What you have to do:
Begin with the line that holds "Target: pedestrian" and repeat each line after it exactly, ending with the last line of the listing.

Source records:
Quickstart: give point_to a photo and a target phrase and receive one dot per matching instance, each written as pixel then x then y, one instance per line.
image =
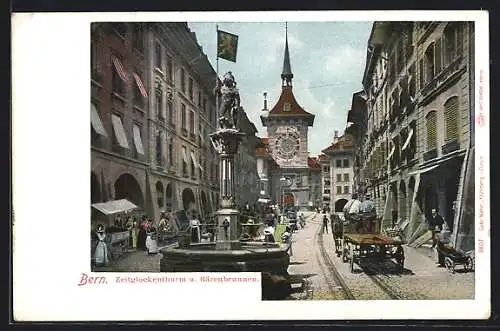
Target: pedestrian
pixel 436 222
pixel 101 257
pixel 325 223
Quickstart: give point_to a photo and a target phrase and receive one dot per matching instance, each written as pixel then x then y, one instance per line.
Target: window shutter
pixel 438 55
pixel 451 119
pixel 431 131
pixel 421 73
pixel 459 36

Task solution:
Target: pedestrian
pixel 436 222
pixel 101 257
pixel 325 223
Quickstart: give point_to a photo and a target phrase and receive one dot per matching instance, each written as pixel then x then y, one instance per line.
Target: window shutter
pixel 438 55
pixel 451 119
pixel 431 131
pixel 421 73
pixel 459 36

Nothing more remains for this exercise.